Saved data entries:
+ + + + + + +

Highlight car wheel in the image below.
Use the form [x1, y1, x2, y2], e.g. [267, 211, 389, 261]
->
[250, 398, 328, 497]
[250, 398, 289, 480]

+ + + + + + +

**Task:**
Without leaving anything out, repeat every entry shown above.

**Task response:**
Highlight car wheel in the image below.
Use the form [x1, y1, x2, y2], e.g. [267, 211, 389, 261]
->
[250, 398, 328, 497]
[250, 398, 289, 480]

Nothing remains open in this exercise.